Task a: In the entries, switch "marker" to "pin" and write out the lines running from the line with "Expected behaviour: the pointer locates the red" through the last line of the entries, with nothing else altered.

Excerpted passage:
----
Saturday, 13 December 2008

Facebook

When I first got onto Facebook, earlier this year, I was hooked for a short while. Now I barely remember to look at it once a month and when I do, there's usually two or three emails I should have looked at, and loads that I can instantly delete.
It worked for me when Facebook friends were people I knew, then I started accepting requests from anyone who asked (including people with no obvious connection to UK politics, or indeed, the UK, other than the fact they had persuaded lots of other MPs to become their friends already). I'm now bombarded with invites to join groups campaigning against a tree being chopped down somewhere in Northumberland, or to attend events that there is absolutely no possibly of me making.
For example, I've joined a number of 'XXXX for XXXX' groups, to show support for Labour candidates, several of whom I know quite well, but that means you get invited to every single canvassing session, when they live hundreds of miles away. (By some of them, others are more discerning in who they email, for which, thanks. And Paul Smith is allowed to, seeing as I live in what will hopefully be his constituency after the next election, but is mine at the moment).
I also don't like this Superwall business, and I don't want to hug, kick, give hearts to, slap, or do anything like that with anyone online, thank you very much. Nor do I particularly want to do quizzes, although I did do the 'Are you a chav?' one many months ago (calling my grandmother 'Nan' was my downfall. They should have just asked 'Is your name Kerry?' as that rapidly seems to be becoming the chav* name du jour, if Jeremy Kyle is anything to go by.)
So... is it worth MPs having a Facebook site? Is there any MP out there who makes good use of it? I'm thinking of maybe having two sites, one for people I know so that it's easy to keep in touch with mates, and one for anyone else who wants to join. But then what do you do if someone asks to join the A team, when you think they're only really a B?
----
Task b: Retype the blog post about Facebook from "When I first" up to and including "can instantly delete.".

Location identification entries:
----
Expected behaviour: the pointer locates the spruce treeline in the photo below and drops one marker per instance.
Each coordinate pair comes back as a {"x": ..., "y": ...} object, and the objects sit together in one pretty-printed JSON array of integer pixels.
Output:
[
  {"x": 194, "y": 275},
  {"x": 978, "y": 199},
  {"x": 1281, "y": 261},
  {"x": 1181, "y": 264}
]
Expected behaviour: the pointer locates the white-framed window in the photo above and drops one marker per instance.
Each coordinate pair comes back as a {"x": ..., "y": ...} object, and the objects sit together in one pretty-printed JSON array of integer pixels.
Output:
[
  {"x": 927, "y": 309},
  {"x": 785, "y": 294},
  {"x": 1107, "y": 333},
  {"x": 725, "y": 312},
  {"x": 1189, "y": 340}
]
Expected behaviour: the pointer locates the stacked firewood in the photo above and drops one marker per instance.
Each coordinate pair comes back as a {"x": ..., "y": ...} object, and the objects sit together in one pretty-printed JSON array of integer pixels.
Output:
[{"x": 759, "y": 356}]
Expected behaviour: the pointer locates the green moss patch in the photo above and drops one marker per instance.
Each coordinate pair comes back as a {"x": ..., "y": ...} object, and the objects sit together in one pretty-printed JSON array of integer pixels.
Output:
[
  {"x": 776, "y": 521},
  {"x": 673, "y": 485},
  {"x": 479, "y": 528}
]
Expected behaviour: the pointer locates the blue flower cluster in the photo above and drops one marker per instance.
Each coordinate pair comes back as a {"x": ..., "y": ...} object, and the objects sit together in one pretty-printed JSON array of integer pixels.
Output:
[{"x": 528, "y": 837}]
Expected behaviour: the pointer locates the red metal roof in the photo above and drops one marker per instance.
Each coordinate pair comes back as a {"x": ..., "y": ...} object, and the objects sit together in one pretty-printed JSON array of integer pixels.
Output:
----
Problem solution a:
Expected behaviour: the pointer locates the red metal roof in the photo above and drops one pin per instance.
Each coordinate pair comes back as a {"x": ..., "y": ...} object, and the objects sit together in one pretty-printed JSON array of integer pixels.
Output:

Problem solution b:
When I first got onto Facebook, earlier this year, I was hooked for a short while. Now I barely remember to look at it once a month and when I do, there's usually two or three emails I should have looked at, and loads that I can instantly delete.